◆ **What you need to do**
Work out how many lines in the data include the string "woman"; reply with that number alone.

(Point localization data)

Content starts

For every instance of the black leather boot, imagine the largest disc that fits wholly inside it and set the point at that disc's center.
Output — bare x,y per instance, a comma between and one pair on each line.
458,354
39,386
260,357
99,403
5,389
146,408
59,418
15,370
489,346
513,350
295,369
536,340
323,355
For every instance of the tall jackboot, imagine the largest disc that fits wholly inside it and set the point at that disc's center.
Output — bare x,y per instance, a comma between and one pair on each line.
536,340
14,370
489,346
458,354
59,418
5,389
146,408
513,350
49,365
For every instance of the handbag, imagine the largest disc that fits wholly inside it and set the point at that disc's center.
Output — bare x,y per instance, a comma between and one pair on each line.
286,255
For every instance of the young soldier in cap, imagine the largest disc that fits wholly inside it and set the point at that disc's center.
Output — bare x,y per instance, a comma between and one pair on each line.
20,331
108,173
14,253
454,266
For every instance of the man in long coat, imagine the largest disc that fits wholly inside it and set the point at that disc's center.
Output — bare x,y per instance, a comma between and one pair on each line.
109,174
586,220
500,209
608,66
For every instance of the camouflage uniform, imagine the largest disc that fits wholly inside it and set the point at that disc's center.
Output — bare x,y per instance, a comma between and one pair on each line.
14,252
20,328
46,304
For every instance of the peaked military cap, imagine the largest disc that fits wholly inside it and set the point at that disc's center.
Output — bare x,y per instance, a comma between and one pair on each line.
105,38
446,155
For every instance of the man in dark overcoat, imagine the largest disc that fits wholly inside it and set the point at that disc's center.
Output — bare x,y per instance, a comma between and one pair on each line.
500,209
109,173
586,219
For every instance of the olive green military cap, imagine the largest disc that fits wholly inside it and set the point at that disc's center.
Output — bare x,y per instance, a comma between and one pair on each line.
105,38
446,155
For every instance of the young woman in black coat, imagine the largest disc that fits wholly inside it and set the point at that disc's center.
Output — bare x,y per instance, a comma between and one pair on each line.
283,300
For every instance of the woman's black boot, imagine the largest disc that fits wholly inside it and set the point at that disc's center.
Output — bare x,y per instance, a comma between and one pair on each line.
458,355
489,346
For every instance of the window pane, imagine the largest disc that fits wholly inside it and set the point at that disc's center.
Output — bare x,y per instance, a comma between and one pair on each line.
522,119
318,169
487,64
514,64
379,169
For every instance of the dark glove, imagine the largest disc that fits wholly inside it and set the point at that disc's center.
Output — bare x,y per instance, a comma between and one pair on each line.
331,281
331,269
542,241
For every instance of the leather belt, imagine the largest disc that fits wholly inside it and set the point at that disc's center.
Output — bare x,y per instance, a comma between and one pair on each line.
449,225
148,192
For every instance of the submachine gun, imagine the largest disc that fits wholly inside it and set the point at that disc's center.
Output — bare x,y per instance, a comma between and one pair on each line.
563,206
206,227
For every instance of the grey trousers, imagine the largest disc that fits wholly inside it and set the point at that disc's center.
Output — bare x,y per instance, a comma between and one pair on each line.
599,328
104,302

Content ends

◆ **Written response**
2